How many lines below contain the word "metal"? Reply with the number alone.

══ Given records

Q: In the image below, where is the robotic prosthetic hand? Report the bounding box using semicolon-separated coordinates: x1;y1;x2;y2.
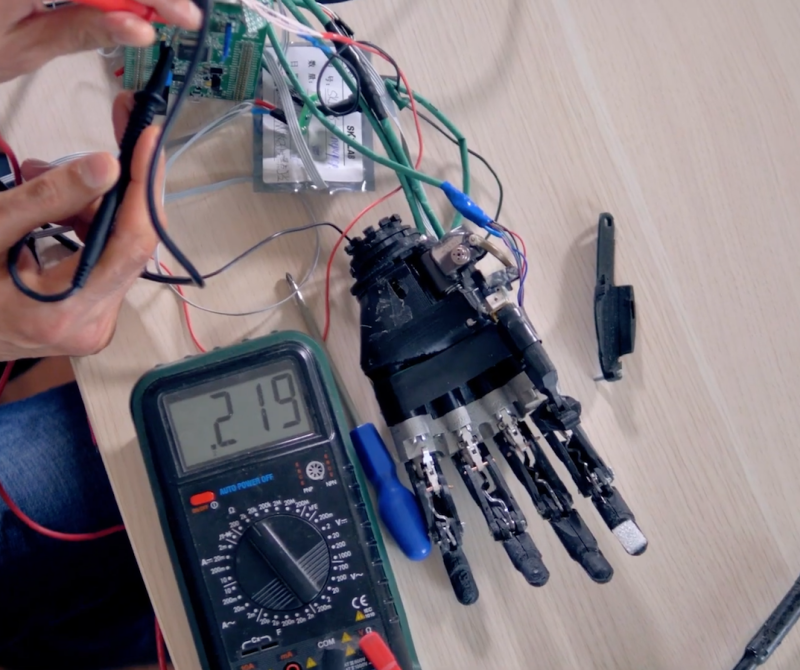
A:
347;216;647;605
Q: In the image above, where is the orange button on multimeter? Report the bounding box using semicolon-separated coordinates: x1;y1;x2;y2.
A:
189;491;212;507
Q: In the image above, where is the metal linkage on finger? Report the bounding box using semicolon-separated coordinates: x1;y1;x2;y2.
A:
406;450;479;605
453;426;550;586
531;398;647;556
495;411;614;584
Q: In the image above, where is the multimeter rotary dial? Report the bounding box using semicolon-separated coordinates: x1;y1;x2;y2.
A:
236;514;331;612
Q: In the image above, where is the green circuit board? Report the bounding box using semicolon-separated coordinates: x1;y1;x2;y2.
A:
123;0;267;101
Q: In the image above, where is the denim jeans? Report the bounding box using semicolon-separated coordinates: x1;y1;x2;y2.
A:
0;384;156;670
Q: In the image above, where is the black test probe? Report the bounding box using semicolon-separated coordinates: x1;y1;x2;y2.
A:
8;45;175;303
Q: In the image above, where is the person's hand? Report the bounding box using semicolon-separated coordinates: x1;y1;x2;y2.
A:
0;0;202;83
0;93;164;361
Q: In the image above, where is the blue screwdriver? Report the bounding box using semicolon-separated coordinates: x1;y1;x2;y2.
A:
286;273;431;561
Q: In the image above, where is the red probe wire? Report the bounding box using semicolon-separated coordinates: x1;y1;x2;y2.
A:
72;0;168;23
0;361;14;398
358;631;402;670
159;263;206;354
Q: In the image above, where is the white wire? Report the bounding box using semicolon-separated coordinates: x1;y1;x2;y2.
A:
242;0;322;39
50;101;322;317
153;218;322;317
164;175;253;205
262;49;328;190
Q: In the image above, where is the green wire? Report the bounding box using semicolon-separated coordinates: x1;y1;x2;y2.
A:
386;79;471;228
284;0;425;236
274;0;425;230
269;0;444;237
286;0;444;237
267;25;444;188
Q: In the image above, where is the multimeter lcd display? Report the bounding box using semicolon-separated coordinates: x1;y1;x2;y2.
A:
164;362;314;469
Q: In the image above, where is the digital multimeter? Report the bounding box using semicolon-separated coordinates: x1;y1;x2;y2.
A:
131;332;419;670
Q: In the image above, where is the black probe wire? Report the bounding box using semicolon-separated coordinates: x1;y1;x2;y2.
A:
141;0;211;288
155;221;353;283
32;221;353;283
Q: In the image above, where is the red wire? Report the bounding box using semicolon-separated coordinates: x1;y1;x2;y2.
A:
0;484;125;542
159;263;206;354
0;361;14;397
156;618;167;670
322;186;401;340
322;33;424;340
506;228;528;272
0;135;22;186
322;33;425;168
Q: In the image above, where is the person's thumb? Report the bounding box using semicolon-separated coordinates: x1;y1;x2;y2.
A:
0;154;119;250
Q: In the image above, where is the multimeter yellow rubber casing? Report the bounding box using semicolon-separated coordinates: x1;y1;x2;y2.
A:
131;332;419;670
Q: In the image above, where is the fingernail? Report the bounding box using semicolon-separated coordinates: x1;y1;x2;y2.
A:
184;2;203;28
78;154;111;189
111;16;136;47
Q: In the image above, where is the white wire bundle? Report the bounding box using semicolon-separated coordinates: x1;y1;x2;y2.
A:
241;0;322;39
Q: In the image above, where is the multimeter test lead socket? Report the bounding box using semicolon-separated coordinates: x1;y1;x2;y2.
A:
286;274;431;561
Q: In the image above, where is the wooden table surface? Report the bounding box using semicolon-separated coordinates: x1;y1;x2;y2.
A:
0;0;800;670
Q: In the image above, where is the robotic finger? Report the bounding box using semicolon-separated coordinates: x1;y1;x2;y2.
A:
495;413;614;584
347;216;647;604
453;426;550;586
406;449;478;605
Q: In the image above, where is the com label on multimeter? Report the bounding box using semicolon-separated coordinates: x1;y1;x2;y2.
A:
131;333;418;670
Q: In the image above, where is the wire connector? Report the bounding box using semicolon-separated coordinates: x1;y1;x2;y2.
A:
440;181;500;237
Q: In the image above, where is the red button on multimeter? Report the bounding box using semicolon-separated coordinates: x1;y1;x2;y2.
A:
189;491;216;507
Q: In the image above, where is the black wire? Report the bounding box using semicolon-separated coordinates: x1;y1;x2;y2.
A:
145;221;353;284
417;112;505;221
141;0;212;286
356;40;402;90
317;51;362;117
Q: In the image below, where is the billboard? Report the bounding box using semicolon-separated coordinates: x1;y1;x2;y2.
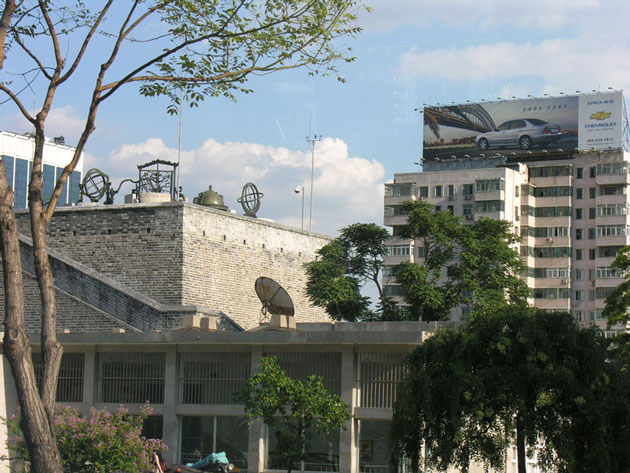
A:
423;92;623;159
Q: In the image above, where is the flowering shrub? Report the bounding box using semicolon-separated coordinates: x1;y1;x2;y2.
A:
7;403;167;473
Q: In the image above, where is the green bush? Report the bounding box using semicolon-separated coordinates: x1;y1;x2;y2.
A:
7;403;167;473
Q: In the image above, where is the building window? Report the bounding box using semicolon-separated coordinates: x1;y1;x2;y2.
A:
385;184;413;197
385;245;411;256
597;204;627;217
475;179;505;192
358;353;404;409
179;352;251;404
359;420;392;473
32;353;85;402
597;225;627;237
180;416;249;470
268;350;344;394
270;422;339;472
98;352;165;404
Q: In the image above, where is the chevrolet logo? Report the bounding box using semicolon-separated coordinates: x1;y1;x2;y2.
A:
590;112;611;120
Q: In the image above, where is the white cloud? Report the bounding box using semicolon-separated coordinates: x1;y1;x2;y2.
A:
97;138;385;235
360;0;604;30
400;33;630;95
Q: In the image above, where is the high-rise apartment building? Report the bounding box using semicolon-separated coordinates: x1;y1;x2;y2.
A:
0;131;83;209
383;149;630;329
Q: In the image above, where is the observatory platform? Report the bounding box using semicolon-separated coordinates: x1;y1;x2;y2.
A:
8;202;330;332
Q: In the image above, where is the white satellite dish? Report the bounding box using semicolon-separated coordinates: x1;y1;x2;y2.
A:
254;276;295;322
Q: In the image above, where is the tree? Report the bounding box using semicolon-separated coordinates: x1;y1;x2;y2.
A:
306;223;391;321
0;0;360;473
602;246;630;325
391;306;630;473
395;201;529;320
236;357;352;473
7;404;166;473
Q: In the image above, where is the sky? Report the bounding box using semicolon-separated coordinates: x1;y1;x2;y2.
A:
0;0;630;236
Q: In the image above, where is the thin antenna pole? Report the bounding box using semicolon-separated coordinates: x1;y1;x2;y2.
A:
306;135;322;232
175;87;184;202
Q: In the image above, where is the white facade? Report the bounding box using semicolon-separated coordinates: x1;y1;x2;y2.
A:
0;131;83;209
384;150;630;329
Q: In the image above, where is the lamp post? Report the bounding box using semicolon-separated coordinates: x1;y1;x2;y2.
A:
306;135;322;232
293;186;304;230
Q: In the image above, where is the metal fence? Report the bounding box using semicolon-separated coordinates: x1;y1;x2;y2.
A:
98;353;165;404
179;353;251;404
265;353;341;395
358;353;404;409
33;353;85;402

════
══ Given records

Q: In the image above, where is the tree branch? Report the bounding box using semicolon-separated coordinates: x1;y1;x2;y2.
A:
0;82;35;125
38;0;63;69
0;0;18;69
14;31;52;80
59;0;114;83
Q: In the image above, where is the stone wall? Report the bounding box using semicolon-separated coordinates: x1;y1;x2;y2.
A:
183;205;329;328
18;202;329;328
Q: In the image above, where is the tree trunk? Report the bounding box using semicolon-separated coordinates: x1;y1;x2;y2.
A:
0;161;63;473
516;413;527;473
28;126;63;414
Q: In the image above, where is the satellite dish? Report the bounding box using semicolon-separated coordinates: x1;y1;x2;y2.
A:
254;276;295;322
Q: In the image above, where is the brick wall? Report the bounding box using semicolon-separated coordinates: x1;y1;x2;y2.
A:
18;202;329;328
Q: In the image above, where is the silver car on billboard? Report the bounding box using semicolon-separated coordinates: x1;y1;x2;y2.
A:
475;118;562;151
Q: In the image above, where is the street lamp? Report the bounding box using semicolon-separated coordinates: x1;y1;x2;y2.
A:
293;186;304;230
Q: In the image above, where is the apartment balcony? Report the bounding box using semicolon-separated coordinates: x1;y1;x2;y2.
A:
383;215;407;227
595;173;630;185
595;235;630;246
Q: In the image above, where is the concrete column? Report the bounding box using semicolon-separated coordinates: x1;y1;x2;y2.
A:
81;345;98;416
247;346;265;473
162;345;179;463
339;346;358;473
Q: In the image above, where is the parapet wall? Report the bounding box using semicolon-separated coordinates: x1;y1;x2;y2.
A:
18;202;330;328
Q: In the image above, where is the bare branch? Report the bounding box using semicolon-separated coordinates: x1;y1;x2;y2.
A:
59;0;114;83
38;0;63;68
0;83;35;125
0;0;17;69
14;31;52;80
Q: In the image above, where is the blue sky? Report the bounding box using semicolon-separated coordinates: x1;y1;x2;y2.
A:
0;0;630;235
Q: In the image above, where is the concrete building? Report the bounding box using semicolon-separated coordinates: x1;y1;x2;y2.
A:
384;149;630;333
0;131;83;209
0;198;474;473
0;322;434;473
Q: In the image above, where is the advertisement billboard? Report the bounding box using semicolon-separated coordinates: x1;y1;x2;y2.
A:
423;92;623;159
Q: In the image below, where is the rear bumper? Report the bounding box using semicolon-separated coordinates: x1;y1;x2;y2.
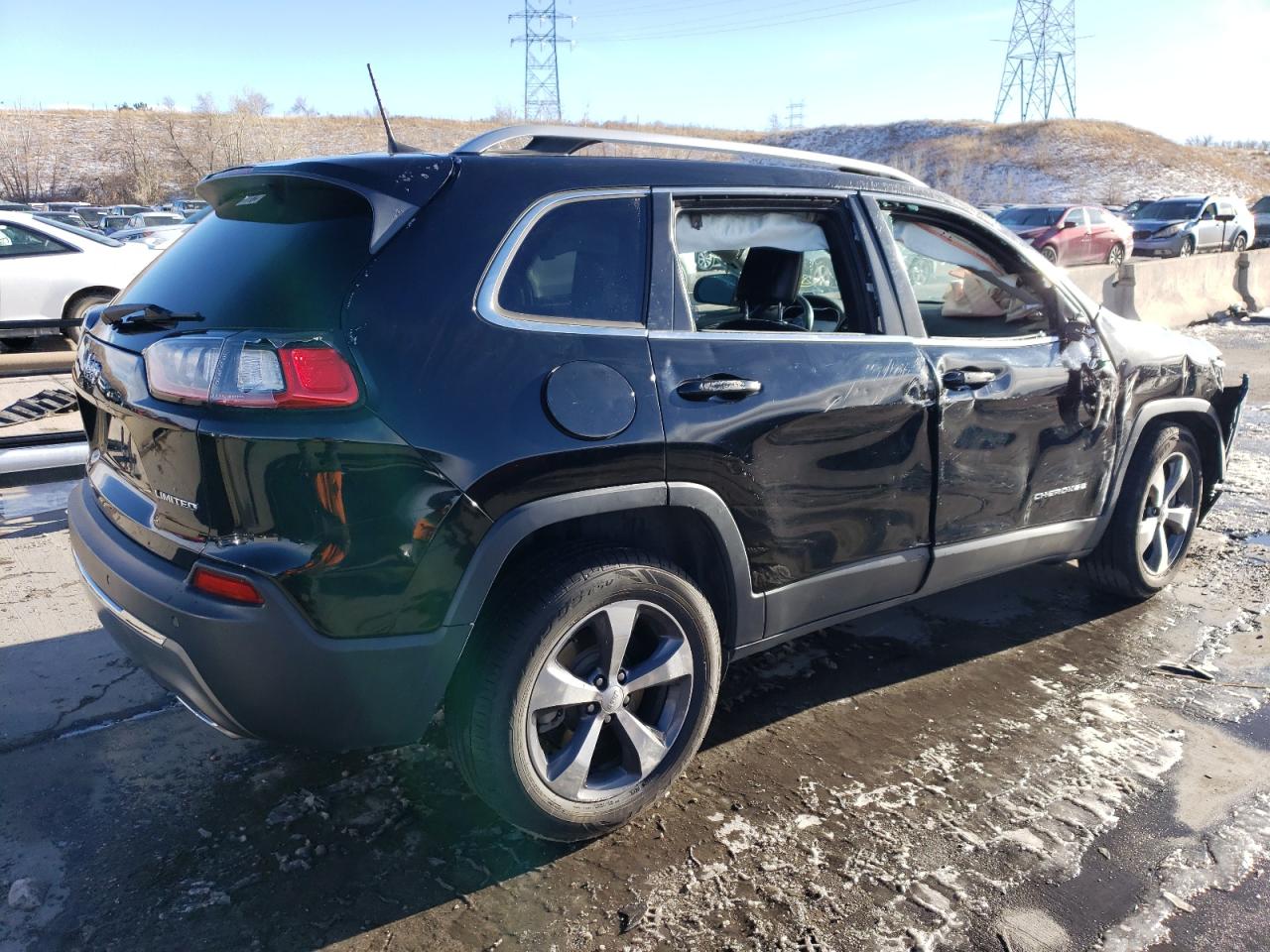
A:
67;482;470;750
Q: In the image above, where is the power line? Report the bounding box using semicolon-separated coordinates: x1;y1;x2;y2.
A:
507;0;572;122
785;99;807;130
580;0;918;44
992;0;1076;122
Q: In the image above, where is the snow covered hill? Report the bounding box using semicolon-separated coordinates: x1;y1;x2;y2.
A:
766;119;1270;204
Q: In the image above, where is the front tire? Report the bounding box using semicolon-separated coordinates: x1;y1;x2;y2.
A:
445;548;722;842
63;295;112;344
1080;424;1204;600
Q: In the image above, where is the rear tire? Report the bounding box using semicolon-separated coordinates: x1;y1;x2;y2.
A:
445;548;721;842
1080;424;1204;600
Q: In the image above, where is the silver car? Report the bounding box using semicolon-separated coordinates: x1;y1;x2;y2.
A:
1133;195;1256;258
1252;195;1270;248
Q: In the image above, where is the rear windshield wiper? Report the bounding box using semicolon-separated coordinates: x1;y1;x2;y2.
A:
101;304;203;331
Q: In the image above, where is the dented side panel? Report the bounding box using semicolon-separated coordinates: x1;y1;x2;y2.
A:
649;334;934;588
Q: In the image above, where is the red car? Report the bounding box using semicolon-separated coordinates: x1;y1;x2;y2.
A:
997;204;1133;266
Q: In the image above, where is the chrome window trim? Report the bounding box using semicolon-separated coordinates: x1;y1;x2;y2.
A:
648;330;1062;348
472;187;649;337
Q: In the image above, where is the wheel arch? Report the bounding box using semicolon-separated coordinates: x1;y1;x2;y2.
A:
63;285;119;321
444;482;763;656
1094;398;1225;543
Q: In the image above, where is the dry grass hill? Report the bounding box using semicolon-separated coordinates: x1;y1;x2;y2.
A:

════
══ Given records

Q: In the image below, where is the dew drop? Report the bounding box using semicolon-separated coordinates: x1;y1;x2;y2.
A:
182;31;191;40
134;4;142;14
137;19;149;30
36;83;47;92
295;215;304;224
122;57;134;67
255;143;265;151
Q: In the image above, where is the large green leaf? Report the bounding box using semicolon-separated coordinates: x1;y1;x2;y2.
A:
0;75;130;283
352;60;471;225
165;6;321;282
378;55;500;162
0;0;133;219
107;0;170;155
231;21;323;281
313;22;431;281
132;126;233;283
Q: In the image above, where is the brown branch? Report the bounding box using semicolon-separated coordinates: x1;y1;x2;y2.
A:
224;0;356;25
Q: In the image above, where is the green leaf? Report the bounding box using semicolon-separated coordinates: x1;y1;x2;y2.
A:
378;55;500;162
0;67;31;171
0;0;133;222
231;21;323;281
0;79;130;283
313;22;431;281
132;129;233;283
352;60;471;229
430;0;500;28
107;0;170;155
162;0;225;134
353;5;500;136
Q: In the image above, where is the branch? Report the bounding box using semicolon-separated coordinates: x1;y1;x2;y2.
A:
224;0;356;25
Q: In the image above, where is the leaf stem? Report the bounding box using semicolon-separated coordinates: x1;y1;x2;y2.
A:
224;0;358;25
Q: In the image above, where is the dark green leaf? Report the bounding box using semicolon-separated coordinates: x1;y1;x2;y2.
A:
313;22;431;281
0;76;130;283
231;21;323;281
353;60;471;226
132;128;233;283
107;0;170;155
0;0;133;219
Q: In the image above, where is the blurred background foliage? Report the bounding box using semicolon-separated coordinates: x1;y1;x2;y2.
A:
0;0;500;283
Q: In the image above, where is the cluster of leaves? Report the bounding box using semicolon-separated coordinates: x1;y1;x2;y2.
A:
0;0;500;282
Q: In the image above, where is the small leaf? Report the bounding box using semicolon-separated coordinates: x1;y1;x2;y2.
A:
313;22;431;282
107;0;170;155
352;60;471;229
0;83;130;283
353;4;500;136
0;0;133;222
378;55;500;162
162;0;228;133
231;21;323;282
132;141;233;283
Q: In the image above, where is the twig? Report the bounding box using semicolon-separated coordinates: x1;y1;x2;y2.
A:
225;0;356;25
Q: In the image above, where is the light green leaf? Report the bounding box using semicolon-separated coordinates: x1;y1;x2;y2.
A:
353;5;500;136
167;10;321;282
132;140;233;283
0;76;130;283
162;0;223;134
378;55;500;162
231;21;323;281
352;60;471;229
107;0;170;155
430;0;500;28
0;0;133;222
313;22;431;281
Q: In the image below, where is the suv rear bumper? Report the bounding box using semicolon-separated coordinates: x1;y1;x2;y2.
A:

════

Exercise response
2